**EXERCISE REQUIREMENTS**
Everything from the line containing "object=drywall wall" through the last line of the records below should be printed exactly, please, and nothing else.

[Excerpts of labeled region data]
++++++++++++++++++++
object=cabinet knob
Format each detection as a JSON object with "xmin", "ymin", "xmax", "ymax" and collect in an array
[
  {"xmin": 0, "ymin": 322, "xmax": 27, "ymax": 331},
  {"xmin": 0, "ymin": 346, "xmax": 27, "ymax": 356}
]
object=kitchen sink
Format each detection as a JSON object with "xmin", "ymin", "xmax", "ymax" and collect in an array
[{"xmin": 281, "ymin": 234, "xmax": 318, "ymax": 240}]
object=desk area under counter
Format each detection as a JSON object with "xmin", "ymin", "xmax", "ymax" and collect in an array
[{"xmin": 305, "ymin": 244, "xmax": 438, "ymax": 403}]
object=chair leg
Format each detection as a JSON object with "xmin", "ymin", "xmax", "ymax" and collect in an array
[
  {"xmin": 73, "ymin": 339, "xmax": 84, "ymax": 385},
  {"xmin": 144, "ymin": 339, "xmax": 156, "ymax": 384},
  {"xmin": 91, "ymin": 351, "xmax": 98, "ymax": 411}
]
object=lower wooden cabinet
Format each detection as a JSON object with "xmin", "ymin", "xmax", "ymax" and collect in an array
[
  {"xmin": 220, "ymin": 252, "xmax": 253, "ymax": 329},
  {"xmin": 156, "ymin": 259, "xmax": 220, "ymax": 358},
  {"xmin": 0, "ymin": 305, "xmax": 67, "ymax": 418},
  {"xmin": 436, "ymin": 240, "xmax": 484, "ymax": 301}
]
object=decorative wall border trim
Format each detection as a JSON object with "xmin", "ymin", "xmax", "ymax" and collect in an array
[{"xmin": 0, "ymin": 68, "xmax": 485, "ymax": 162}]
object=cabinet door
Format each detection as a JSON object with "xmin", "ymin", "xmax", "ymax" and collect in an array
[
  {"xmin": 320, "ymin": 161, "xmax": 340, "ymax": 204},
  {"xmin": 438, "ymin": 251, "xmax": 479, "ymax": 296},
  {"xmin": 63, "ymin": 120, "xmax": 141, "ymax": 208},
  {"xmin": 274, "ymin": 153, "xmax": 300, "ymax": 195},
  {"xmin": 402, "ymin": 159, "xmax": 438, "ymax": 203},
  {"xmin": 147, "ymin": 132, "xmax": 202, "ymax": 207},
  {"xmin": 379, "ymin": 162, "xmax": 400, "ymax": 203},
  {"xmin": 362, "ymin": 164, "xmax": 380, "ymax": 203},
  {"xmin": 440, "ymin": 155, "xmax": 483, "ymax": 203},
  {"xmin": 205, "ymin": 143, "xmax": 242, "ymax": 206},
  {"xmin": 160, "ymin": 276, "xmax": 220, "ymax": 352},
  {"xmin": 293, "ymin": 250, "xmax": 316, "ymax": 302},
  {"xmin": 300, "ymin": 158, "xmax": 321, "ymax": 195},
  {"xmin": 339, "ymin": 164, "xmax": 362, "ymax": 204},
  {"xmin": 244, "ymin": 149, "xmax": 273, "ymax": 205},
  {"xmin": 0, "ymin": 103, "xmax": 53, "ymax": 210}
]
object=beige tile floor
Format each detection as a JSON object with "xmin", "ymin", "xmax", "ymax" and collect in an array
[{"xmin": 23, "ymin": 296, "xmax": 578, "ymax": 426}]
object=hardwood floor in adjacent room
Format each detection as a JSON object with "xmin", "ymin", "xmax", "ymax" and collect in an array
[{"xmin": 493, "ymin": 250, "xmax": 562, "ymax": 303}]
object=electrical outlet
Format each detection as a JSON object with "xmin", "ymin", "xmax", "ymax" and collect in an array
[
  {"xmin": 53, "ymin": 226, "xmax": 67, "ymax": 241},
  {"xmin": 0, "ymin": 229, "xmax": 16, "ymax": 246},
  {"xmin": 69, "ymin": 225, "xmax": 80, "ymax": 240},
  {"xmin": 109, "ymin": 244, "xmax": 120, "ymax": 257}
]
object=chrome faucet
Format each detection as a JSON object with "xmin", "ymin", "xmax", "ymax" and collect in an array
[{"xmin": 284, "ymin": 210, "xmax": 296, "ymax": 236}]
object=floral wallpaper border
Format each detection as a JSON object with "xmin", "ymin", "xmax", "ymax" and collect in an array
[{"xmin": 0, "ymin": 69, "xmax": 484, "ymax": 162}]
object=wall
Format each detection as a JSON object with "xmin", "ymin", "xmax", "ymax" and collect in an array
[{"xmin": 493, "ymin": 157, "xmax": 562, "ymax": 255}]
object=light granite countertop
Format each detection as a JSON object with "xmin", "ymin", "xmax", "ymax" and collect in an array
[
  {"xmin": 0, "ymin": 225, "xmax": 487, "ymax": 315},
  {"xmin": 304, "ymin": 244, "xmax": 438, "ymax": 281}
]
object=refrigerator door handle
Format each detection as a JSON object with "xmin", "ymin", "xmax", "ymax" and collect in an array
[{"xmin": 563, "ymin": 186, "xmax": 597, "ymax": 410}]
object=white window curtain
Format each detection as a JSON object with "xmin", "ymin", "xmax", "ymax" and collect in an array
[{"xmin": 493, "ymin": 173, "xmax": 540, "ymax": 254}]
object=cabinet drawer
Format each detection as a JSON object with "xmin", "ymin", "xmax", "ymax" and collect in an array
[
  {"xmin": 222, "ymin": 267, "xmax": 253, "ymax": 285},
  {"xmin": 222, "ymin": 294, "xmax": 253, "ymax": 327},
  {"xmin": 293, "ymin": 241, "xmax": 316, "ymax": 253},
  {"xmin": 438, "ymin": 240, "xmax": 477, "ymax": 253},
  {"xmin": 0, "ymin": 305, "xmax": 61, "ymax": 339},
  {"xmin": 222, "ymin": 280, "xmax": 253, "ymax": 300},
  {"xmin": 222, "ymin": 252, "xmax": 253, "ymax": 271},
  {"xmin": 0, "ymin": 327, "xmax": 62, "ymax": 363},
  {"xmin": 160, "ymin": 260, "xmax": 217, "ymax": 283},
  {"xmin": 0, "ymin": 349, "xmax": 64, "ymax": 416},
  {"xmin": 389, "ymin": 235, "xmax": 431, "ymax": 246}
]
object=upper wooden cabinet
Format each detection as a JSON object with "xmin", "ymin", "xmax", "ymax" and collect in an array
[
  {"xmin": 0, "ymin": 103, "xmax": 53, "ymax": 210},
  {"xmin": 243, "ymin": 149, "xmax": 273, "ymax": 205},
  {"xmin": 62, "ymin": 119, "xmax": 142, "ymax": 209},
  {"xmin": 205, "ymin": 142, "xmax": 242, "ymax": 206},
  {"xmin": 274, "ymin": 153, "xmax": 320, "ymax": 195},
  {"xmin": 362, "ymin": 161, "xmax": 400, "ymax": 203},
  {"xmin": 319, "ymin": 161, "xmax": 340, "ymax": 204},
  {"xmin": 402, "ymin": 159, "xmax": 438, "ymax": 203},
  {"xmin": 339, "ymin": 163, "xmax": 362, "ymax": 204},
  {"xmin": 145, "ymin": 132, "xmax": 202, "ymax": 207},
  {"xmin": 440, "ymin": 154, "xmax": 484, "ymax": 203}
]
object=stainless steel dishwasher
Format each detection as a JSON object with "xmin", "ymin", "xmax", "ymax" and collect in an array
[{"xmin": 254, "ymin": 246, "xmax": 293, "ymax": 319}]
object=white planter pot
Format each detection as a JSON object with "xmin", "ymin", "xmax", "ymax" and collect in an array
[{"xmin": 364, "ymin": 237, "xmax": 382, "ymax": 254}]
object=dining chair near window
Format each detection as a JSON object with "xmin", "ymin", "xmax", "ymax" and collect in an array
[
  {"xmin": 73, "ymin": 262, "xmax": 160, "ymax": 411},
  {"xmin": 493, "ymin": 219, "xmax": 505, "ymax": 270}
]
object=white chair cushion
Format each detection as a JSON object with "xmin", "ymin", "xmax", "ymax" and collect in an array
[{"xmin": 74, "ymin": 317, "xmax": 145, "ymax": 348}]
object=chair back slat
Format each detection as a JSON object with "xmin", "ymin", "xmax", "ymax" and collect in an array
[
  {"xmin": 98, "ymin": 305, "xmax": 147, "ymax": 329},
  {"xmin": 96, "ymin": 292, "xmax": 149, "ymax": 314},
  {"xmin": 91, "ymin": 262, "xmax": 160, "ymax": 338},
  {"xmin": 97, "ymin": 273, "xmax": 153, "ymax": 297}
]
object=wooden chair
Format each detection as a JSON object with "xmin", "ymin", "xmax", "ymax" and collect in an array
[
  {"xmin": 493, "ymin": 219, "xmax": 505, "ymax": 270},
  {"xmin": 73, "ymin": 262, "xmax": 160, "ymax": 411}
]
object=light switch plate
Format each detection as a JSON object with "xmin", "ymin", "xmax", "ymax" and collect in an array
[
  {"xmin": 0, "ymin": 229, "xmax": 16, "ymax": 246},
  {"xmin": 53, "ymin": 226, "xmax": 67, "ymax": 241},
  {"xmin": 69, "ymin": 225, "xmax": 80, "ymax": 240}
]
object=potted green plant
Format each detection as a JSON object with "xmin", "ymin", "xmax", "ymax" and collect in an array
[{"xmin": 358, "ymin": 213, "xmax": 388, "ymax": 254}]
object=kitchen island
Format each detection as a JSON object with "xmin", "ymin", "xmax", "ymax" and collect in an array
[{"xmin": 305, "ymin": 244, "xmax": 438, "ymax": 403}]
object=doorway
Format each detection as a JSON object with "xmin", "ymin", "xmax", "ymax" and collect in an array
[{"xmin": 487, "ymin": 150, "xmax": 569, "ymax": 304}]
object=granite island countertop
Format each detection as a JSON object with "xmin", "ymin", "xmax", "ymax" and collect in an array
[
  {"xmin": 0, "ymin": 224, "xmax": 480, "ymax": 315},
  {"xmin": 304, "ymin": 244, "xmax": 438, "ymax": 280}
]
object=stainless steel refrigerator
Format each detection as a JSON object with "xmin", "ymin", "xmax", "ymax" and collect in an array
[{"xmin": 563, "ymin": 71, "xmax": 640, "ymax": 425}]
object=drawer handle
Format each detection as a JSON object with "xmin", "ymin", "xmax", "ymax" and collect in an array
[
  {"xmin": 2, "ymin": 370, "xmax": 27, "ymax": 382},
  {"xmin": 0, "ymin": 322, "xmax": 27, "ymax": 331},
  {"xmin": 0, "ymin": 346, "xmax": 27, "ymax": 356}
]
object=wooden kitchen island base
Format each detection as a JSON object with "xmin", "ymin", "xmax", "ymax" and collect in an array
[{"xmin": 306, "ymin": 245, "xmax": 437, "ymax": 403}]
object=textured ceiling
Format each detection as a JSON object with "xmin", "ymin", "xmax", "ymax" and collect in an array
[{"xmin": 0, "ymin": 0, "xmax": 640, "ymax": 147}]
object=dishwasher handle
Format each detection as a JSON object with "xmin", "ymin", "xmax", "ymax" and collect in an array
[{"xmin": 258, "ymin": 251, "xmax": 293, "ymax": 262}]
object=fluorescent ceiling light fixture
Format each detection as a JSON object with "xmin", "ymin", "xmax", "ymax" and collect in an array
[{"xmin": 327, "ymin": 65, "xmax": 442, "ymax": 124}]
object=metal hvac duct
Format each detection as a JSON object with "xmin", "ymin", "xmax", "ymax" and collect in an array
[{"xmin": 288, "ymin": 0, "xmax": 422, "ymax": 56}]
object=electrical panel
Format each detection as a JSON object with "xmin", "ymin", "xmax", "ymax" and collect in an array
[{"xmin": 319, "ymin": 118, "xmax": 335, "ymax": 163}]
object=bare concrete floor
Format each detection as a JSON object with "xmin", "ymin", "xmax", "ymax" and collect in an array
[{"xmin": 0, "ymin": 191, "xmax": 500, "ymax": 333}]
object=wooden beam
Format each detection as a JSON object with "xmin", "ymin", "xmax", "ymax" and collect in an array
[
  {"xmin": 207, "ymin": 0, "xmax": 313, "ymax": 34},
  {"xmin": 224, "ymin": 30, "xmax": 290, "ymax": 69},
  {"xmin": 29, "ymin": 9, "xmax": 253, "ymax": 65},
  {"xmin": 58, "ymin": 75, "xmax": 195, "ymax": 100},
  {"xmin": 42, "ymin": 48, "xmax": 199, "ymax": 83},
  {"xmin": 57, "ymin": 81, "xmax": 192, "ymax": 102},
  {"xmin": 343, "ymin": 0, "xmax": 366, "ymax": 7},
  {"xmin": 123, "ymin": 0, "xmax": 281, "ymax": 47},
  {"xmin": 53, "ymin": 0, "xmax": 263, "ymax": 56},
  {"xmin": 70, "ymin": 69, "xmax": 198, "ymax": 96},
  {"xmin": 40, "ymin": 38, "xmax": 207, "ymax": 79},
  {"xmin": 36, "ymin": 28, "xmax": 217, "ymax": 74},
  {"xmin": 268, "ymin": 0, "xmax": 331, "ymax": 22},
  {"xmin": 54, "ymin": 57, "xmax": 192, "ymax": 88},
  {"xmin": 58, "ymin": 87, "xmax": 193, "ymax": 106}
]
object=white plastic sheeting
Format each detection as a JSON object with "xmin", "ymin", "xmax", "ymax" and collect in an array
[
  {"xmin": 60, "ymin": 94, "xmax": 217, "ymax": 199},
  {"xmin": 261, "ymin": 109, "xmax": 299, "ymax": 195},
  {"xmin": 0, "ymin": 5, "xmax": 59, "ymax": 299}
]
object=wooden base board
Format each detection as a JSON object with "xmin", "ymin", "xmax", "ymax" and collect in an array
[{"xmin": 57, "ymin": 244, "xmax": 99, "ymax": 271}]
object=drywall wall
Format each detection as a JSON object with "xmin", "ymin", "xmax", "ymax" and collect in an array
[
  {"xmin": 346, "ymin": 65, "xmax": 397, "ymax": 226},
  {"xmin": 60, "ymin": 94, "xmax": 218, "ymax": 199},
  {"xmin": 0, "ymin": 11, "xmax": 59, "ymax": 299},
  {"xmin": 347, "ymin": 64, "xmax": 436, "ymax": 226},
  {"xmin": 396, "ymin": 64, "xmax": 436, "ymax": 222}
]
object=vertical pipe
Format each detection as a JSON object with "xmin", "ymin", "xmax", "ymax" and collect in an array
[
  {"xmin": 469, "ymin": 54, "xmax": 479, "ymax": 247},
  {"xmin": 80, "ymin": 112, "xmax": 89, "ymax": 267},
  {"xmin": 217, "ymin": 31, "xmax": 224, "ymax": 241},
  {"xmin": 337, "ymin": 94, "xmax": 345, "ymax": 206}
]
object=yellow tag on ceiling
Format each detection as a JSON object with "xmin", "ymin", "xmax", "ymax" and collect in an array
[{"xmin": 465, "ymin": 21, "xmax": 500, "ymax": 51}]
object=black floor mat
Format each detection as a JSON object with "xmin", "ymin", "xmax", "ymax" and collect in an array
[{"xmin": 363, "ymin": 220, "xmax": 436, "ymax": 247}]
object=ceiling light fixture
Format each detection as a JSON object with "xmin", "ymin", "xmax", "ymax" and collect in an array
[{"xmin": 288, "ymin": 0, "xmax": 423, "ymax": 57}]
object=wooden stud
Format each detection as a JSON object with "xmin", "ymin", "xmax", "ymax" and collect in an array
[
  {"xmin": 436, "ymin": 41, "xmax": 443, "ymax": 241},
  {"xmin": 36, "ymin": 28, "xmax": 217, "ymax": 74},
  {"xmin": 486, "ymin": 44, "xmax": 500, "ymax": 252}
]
++++++++++++++++++++
**REPLY**
object=drywall wall
Format each detection as a JSON object with "xmin", "ymin", "xmax", "ymax" and collect in an array
[
  {"xmin": 346, "ymin": 65, "xmax": 397, "ymax": 226},
  {"xmin": 60, "ymin": 94, "xmax": 218, "ymax": 199},
  {"xmin": 0, "ymin": 11, "xmax": 59, "ymax": 299},
  {"xmin": 347, "ymin": 64, "xmax": 436, "ymax": 226},
  {"xmin": 396, "ymin": 64, "xmax": 436, "ymax": 222}
]
object=vertical pipe
Format each detection as a JSON object with "xmin", "ymin", "xmax", "ymax" and collect in an array
[
  {"xmin": 469, "ymin": 54, "xmax": 479, "ymax": 247},
  {"xmin": 80, "ymin": 112, "xmax": 89, "ymax": 267},
  {"xmin": 217, "ymin": 31, "xmax": 224, "ymax": 241},
  {"xmin": 337, "ymin": 94, "xmax": 345, "ymax": 206}
]
object=yellow tag on ceiling
Format each detection as a JSON object with "xmin", "ymin", "xmax", "ymax" and collect in an array
[{"xmin": 465, "ymin": 21, "xmax": 500, "ymax": 51}]
object=black floor mat
Format each detection as a JSON object with "xmin", "ymin", "xmax", "ymax" and collect in an array
[{"xmin": 363, "ymin": 220, "xmax": 436, "ymax": 247}]
object=ceiling light fixture
Format each detection as a JSON object with "xmin", "ymin", "xmax", "ymax" and collect in an array
[{"xmin": 288, "ymin": 0, "xmax": 423, "ymax": 57}]
object=wooden stud
Format each detection as a JSON object with "xmin", "ymin", "xmax", "ymax" and collect in an array
[
  {"xmin": 436, "ymin": 41, "xmax": 443, "ymax": 241},
  {"xmin": 36, "ymin": 28, "xmax": 217, "ymax": 74},
  {"xmin": 486, "ymin": 44, "xmax": 500, "ymax": 252}
]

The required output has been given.